# Verplichte opdrachten:
1. Hoeveel personen uit de groep met het laagste risico moeten volgens het fragment over statines 5 jaar behandeld worden om 1 extra majeur cardiovasculair event te vermijden?
2. Som alle meeteenheden op die in het fragment over statines voorkomen.

# Geselecteerd fragment:
In de huidige meta-analyse werd dus een statistisch significant effect gevonden van statines in de primaire preventie van cardiovasculaire events bij personen met laag cardiovasculair risico: men vond 39% verlaging van het relatieve risico van majeure cardiovasculaire events per 1 mmol/l (1 mmol/l = 40 mg/dl) reductie van het LDL-cholesterol. Maar aangezien bij deze populatie het basisrisico heel laag is, is de absolute winst zeer klein: zo moet men in de groep met het laagste risico 167 personen 5 jaar behandelen om 1 extra majeur cardiovasculair event te vermijden. Er wordt geen significant effect gevonden op de mortaliteit in deze populatie met laag risico.

# Beschikbare gegevens:
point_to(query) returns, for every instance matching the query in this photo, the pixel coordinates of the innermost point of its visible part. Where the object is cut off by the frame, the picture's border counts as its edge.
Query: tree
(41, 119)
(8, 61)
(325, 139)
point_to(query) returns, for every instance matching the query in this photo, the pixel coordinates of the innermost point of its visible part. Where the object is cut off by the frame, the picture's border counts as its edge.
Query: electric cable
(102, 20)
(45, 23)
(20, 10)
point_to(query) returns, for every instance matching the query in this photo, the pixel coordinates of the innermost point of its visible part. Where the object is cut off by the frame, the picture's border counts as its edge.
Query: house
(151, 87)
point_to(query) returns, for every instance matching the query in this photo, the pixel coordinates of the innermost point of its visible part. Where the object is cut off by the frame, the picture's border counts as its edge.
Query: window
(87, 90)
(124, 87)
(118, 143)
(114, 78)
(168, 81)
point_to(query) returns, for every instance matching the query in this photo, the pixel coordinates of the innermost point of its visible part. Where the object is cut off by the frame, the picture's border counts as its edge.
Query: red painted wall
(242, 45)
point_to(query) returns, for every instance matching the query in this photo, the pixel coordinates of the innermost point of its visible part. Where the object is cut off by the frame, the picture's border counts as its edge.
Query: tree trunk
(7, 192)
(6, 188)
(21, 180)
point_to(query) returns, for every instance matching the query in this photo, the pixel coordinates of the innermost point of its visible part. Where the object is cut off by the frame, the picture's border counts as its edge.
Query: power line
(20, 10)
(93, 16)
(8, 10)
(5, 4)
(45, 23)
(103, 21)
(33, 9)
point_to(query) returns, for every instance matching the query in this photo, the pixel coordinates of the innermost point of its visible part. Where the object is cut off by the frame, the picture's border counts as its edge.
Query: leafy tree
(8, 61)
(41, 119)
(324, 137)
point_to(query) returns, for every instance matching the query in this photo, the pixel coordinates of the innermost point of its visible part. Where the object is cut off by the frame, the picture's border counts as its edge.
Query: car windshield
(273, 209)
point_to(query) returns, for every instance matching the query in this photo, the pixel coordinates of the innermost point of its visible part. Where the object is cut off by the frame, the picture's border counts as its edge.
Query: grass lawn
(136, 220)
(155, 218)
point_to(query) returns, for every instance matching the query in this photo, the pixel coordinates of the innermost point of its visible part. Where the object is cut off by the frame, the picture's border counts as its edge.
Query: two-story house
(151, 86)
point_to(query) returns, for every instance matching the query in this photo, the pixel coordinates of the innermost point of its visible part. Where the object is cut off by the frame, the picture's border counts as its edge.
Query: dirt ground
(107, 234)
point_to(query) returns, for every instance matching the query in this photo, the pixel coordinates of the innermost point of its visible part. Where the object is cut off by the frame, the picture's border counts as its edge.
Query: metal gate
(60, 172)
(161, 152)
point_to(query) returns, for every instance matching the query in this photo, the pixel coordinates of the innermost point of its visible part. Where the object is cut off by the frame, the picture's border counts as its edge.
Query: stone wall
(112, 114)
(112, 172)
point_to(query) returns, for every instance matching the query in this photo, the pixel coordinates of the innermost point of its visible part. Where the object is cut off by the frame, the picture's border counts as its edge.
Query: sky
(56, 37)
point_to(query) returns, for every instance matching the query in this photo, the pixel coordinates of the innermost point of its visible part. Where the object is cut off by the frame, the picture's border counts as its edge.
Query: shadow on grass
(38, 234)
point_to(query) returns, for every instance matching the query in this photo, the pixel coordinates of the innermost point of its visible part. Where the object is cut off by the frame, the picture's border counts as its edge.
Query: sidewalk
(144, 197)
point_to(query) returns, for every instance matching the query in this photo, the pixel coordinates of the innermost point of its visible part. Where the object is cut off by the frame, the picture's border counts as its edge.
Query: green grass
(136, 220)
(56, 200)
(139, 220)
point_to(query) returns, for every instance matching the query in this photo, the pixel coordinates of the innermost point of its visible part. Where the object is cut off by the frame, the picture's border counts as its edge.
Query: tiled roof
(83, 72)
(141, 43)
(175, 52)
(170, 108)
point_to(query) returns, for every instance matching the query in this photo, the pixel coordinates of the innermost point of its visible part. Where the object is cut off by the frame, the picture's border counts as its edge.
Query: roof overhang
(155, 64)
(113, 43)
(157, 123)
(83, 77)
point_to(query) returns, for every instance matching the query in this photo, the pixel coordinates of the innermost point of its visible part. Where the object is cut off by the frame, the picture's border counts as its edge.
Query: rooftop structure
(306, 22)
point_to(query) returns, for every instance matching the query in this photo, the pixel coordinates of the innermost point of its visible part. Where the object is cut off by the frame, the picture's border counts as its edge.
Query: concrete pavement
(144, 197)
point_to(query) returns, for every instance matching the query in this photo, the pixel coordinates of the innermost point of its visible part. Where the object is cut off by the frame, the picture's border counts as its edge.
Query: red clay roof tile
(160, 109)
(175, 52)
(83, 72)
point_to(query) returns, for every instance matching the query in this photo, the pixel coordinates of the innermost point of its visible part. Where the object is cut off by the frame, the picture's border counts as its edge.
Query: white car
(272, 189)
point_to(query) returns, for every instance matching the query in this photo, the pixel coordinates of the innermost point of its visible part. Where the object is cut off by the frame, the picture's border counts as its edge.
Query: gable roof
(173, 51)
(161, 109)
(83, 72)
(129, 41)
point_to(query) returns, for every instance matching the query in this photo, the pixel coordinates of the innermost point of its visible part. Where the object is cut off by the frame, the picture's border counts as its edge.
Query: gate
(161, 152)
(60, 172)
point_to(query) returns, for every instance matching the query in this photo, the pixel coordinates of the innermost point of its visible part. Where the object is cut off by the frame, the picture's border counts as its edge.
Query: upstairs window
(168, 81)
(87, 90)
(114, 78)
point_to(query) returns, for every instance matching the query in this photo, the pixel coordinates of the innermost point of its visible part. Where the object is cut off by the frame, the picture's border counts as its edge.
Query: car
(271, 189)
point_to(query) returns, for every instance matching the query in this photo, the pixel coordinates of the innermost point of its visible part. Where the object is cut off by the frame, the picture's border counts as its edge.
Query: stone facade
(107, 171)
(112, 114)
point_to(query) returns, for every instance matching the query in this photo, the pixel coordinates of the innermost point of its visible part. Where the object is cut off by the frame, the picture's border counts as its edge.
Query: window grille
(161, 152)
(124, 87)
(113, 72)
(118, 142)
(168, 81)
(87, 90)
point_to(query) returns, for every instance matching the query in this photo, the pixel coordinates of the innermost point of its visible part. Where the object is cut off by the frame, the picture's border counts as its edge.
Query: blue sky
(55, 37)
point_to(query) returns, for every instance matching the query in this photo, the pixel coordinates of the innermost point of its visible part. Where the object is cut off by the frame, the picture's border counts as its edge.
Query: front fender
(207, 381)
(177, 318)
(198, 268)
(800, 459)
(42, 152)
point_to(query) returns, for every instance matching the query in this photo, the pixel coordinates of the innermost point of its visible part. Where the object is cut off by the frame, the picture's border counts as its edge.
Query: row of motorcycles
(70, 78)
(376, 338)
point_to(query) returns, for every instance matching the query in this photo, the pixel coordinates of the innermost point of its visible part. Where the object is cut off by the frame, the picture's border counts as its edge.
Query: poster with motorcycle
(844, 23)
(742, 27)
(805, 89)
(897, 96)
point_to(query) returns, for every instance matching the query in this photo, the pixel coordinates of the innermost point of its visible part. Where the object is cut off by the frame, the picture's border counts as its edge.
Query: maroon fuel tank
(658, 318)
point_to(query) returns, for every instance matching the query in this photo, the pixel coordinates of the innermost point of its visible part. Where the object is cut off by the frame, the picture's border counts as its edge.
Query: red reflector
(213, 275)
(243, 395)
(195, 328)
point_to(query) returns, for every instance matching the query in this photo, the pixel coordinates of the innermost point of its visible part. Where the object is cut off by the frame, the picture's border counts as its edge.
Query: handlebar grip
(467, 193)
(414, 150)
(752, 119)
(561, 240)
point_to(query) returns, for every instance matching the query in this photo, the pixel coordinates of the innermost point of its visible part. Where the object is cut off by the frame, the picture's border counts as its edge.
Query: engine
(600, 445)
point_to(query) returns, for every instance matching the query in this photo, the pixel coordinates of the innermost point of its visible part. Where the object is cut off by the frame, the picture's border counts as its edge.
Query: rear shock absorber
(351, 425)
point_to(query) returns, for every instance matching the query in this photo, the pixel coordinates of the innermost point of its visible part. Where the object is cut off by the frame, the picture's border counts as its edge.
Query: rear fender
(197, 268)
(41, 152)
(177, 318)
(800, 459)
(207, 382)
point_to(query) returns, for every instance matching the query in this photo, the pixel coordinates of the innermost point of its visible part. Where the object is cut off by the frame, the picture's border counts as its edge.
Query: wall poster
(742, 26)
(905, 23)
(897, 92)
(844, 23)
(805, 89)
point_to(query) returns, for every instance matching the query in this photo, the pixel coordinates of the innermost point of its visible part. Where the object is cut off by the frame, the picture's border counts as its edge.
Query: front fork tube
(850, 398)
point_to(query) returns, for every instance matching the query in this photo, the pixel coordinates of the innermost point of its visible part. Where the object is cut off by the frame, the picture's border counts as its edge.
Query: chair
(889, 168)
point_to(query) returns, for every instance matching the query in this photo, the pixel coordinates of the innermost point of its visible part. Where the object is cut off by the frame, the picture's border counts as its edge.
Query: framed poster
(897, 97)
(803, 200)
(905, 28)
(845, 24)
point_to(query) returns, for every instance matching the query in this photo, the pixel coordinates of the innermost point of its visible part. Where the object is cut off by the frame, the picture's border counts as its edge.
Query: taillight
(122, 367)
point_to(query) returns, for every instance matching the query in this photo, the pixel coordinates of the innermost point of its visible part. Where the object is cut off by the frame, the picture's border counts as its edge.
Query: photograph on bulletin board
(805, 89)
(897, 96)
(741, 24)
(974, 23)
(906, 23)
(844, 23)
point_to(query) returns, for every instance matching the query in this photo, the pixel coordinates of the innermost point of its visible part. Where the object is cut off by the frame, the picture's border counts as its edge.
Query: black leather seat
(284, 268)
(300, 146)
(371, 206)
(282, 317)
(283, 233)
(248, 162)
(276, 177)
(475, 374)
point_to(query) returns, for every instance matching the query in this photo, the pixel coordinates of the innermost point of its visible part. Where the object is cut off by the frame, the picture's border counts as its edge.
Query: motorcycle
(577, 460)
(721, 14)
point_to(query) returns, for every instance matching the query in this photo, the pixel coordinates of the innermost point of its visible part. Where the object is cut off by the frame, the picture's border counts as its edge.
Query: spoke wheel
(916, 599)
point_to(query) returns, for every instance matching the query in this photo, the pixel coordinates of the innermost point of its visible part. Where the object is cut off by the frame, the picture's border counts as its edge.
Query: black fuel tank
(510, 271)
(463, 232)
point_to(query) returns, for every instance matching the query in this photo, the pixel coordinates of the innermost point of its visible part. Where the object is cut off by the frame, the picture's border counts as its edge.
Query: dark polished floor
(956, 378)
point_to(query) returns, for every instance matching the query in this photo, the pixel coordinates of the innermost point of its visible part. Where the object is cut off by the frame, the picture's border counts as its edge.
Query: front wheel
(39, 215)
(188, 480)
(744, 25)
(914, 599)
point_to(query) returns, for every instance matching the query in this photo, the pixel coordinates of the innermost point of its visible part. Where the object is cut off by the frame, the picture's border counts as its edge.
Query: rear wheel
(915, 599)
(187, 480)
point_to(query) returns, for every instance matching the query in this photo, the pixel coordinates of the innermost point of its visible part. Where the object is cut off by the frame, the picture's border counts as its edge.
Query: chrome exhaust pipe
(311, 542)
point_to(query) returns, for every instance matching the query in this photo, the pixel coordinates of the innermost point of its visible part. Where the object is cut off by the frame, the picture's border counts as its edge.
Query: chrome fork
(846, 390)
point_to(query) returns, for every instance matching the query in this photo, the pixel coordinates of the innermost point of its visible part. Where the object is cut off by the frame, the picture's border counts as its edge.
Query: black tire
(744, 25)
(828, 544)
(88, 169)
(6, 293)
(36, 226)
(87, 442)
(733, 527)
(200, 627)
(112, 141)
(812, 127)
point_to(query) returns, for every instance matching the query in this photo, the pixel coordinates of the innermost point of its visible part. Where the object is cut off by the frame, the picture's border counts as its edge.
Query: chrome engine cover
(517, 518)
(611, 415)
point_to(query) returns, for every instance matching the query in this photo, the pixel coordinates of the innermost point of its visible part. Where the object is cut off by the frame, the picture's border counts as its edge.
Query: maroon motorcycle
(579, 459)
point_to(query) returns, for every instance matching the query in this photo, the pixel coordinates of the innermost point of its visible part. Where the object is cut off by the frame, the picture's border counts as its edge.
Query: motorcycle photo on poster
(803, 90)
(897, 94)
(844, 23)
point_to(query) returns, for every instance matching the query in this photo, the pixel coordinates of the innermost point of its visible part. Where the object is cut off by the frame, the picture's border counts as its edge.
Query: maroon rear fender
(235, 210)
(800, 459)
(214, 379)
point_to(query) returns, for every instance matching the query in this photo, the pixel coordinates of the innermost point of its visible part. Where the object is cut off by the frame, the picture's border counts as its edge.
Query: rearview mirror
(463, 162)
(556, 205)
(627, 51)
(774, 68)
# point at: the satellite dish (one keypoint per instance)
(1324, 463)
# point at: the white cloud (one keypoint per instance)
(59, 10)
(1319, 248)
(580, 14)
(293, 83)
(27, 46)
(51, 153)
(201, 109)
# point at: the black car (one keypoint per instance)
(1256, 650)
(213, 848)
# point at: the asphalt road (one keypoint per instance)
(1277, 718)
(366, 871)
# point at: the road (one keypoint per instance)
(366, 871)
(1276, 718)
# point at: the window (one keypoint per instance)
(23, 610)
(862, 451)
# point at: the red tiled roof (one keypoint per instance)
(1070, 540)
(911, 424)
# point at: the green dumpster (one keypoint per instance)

# Opgeloste problemen:
1. 167 personen.

2. Procent (%), mmol/l, mg/dl en jaar.